SELECTED EXCERPT:
^^^^^^^^
POSTCARDS TO THE FUTURE by Anne Whitaker
‘…,Part memoir, part anthology, and part deep musings about everything from ethics in astrology to the chart of Mary Shelley, Whitaker shares her ideas thoughts and experiences from over four decades of professional involvement with astrology. Having studied with many well-known astrologers including Liz Greene and Alan Oken, and also read and studied Carl Jung, her musings are deeply psychological and profound.
The subtitle of the book is “Mercurial Musings” and it does move lightly from subject to subject. The book is comprised primarily of essays and columns written for The Mountain Astrologer, Apollon, FAA journal, Dell Horoscope, and more. In one chapter she is interviewed by someone from the AFA about her book Jupiter Meets Uranus, while in another she reviews a book by Liz Greene. There is a chapter of an exchange of very lively letters between her and Victor Olliver. This book is never boring, as each new chapter covers different areas of astrology.
^^^^^^^^
GIVEN DATA:
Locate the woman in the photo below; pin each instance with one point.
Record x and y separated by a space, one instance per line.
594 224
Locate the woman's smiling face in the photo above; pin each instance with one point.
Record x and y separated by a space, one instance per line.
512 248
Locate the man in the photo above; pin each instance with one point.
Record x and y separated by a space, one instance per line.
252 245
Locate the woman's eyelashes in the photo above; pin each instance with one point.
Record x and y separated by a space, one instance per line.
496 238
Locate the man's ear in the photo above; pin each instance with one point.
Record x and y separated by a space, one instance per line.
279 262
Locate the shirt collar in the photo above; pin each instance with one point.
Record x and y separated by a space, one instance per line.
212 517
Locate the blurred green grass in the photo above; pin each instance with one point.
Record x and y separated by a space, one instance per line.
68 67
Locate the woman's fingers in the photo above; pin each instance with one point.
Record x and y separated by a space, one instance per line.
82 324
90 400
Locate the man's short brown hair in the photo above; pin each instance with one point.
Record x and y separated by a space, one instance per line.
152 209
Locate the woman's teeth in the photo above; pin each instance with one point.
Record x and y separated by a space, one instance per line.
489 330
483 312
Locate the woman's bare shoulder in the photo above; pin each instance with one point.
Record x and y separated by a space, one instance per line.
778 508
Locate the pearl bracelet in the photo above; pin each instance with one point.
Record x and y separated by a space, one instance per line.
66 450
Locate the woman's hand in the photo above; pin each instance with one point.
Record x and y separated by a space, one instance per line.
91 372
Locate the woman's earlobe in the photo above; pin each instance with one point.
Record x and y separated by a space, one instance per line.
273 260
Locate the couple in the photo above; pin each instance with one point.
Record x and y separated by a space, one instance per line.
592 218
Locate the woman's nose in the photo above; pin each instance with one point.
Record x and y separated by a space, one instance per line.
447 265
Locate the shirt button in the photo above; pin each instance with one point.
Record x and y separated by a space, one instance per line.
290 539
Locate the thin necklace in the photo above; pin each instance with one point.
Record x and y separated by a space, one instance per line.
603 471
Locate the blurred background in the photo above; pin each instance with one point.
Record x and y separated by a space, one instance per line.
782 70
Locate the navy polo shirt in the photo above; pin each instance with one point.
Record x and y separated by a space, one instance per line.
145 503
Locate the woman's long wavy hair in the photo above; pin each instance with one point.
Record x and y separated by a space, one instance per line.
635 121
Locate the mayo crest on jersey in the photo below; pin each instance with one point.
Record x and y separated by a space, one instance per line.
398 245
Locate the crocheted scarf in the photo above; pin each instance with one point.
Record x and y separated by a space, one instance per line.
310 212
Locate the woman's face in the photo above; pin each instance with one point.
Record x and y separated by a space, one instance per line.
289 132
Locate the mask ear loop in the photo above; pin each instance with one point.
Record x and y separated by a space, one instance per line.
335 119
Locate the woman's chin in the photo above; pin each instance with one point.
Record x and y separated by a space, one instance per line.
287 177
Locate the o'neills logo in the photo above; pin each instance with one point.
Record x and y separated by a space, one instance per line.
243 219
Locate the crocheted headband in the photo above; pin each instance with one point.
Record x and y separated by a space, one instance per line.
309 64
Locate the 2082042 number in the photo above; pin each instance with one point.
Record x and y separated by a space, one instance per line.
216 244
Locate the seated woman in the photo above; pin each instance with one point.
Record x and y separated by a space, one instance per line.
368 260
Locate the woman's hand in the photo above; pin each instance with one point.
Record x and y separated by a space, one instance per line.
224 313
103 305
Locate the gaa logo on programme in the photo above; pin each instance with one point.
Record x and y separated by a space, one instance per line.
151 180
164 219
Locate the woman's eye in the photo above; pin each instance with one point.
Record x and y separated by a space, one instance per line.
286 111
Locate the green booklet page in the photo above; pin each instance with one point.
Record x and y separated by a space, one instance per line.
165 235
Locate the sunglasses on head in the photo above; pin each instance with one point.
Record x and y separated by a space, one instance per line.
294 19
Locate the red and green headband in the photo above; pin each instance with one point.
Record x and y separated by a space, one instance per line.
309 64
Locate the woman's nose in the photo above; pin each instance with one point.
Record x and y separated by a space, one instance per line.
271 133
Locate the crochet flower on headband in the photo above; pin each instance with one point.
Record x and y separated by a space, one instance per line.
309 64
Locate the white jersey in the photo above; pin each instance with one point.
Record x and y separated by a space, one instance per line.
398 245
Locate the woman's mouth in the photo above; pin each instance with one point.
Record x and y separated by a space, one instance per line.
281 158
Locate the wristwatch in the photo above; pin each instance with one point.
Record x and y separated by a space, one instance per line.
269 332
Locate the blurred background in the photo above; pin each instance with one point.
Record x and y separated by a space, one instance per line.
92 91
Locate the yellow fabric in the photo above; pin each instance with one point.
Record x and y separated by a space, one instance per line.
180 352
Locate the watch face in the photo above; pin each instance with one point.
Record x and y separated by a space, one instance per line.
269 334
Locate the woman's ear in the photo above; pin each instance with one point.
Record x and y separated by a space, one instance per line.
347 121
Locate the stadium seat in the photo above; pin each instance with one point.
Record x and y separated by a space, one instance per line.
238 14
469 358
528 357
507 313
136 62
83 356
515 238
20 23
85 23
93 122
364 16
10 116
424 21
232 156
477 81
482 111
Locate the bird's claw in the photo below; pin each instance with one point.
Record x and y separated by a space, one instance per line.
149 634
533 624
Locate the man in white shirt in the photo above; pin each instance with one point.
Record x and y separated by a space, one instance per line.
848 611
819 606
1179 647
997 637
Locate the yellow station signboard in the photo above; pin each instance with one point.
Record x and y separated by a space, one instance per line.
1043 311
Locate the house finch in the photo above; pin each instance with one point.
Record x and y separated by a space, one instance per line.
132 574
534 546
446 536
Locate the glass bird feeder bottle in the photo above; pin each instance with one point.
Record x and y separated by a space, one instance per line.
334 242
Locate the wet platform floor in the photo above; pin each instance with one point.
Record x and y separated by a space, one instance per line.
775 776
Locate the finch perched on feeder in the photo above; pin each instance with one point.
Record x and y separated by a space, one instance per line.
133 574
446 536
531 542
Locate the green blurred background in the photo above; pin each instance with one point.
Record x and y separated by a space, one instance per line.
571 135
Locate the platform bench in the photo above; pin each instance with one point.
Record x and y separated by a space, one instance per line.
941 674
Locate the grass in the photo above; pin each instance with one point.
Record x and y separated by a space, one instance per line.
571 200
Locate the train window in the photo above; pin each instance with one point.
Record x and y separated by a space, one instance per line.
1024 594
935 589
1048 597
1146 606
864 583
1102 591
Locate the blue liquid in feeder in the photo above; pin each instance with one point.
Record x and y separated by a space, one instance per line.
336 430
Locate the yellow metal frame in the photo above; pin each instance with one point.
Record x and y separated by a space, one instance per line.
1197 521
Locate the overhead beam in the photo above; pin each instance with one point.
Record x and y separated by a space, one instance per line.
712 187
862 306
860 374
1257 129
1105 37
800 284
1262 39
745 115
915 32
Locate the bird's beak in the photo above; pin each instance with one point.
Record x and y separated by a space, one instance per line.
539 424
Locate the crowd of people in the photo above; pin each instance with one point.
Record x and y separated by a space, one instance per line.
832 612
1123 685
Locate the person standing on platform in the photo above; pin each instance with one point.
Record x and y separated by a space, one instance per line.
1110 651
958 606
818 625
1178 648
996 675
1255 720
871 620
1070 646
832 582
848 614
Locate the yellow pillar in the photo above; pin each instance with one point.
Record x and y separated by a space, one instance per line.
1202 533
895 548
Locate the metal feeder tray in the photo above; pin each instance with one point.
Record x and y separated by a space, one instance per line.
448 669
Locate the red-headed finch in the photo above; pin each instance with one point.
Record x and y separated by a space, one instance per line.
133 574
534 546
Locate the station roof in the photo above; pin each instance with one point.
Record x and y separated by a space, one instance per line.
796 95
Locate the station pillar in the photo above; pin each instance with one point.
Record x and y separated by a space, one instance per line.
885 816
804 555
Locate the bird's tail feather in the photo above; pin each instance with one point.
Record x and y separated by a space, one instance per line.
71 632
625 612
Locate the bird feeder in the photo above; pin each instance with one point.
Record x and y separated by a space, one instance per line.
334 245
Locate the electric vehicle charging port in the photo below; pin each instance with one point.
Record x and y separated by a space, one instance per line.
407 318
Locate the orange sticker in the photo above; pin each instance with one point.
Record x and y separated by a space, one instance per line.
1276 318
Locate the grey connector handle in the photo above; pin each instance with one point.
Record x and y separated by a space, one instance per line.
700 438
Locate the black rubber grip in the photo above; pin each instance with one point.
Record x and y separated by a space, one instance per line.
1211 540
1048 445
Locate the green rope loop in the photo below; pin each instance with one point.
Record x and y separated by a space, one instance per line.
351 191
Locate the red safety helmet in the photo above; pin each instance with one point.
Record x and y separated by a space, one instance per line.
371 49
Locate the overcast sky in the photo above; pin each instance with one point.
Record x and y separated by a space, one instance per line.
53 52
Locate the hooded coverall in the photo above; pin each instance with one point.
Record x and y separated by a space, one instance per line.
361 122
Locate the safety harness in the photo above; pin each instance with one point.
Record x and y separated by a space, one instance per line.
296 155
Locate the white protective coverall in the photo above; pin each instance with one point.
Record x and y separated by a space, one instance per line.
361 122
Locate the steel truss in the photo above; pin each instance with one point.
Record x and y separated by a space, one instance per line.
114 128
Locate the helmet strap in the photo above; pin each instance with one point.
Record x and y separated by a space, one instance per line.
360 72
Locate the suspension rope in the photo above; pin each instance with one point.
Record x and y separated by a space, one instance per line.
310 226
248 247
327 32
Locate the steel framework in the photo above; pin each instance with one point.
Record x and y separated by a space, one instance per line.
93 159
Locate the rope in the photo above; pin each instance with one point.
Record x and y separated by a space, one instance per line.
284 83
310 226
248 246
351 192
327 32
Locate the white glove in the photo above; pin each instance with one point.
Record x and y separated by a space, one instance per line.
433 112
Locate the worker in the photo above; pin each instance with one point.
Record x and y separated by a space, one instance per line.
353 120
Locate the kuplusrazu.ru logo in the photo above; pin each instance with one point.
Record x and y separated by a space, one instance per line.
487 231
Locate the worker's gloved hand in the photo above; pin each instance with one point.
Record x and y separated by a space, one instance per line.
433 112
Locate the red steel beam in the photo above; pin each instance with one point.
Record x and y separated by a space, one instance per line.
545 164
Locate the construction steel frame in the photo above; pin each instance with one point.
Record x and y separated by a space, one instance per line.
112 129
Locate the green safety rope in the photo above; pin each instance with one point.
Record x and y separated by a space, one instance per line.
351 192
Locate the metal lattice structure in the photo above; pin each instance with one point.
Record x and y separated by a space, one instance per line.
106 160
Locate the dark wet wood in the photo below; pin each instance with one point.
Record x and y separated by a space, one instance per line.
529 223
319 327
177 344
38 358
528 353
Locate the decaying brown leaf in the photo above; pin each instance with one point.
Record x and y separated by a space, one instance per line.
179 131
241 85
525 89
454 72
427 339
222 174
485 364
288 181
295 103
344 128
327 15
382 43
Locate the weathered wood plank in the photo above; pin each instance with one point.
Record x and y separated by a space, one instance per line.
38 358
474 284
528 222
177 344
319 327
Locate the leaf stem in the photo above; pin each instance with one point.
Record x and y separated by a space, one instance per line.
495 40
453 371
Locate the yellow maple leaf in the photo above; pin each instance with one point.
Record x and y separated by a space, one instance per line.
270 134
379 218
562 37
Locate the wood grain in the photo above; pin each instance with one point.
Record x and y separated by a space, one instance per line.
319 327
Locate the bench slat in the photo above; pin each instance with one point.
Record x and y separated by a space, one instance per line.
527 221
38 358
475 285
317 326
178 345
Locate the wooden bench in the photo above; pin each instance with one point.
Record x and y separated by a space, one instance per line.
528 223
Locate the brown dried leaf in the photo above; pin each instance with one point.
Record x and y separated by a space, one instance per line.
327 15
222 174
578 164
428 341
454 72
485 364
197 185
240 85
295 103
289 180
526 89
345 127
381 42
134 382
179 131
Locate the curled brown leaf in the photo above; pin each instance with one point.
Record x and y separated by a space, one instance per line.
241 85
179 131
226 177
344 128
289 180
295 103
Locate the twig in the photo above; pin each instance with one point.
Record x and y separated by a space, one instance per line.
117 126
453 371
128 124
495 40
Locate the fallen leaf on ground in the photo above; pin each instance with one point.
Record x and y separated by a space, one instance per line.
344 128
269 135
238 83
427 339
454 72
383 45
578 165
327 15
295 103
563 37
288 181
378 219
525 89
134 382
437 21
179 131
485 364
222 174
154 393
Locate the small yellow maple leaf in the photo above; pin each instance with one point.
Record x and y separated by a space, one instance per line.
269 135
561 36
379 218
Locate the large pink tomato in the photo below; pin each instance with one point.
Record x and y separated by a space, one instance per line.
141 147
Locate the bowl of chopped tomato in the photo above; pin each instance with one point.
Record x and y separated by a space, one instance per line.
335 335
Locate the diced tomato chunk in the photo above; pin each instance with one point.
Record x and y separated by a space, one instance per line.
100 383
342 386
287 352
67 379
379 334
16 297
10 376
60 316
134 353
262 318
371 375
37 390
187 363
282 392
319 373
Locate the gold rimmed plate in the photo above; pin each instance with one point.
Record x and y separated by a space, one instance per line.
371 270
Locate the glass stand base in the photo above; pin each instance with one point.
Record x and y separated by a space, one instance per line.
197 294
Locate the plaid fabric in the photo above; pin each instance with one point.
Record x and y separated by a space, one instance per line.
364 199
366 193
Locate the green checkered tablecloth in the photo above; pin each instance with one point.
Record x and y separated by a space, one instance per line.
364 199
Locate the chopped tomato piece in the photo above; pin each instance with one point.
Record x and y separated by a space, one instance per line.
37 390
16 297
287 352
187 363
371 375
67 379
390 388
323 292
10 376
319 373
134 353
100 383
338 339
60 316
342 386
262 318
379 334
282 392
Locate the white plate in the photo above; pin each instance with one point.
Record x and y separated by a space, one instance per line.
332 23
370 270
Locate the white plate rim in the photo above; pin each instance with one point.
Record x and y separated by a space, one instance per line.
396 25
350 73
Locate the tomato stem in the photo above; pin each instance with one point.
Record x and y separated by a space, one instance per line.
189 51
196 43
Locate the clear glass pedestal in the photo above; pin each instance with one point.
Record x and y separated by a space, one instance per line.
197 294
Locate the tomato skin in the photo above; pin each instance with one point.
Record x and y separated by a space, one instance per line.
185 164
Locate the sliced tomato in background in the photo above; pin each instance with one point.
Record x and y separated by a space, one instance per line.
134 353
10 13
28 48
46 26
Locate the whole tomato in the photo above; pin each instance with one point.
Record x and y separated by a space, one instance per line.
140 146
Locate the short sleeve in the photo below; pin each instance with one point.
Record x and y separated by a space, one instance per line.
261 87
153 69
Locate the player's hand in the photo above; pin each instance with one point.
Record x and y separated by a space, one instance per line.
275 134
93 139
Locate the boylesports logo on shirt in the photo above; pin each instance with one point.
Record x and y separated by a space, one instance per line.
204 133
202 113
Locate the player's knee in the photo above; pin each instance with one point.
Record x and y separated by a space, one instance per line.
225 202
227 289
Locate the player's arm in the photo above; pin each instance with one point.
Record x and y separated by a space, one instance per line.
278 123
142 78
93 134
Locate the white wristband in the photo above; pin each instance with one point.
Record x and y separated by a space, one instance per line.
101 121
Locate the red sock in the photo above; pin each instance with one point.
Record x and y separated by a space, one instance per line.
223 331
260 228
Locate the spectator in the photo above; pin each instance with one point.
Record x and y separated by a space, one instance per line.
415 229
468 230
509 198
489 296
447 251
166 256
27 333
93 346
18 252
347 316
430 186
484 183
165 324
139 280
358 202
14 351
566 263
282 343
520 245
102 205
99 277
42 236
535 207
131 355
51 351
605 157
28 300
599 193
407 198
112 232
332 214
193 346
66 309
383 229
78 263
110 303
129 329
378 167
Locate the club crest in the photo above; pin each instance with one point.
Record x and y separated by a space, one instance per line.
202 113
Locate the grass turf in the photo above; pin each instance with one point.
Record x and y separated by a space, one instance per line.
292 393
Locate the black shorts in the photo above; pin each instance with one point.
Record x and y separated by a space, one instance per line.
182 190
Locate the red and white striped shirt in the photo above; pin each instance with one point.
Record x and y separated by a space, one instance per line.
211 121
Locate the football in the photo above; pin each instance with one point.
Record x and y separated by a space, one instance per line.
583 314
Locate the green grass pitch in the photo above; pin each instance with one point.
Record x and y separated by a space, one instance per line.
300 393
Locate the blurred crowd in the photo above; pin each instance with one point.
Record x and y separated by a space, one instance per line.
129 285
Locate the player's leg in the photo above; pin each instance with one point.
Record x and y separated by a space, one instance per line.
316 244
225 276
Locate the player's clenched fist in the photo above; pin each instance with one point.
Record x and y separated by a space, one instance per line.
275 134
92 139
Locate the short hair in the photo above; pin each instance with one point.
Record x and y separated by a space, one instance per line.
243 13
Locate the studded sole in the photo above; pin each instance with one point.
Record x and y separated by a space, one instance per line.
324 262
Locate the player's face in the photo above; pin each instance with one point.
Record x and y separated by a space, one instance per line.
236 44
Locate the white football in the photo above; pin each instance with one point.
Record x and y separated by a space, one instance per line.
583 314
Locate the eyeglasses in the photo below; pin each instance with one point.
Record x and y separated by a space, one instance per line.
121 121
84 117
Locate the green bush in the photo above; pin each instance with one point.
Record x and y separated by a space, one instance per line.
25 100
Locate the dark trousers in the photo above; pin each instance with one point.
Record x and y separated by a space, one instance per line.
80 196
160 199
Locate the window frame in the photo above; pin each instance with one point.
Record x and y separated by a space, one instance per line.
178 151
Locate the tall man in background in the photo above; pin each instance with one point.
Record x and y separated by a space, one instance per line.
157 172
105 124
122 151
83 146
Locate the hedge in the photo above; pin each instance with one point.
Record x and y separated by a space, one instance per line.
^^^^^^^^
AIM OF THE TASK: Please extend the review of Postcards to the Future, starting right after its last sentence. You won't need the lines.

OUTPUT OF THE EXERCISE:
Her tone is conversational at times, educational at others, and even deeply philosophical in some chapters. Throughout the chapters she includes very personal experiences and anecdotes that relate to transits and progressions in her birth chart, leaving the reader with the distinct feeling of having entered the inner sanctum of her life.
The book begins with a discussion of critical degrees and then illuminates what it means to be born on a cusp, and follows with a classroom experience studying the chart of a set of twins, a study that confirmed my own theories, partly from my own twin studies, but more from being a twin myself. She continues with an interesting look at cycles, particularly the Saturn/Pluto cycle culminating in 2020.
One of my favorite parts of this book is how Whitaker includes her students and clients’ feedback. In the chapter called “Ingresses” she chronicles four of her students’ lives as Jupiter entered Libra in 2016. After giving us basic chart information she includes quotes from her students illuminating both their inner and outer experiences, a true hands-on learning experience. In the chapter called “Healing and Wounding” she includes letters from her clients describing the healing impact astrology has had on their lives. Each one of these case studies is a gem.
The final section of the book looks to the future and expresses Whitaker’s ideas on the supposed “Age of Aquarius” with the Jupiter/Saturn 20-year cycle having moved in December 2020 into Aquarius – and the Air element for the next 200 or so years, and Pluto due to move into Aquarius in 2024.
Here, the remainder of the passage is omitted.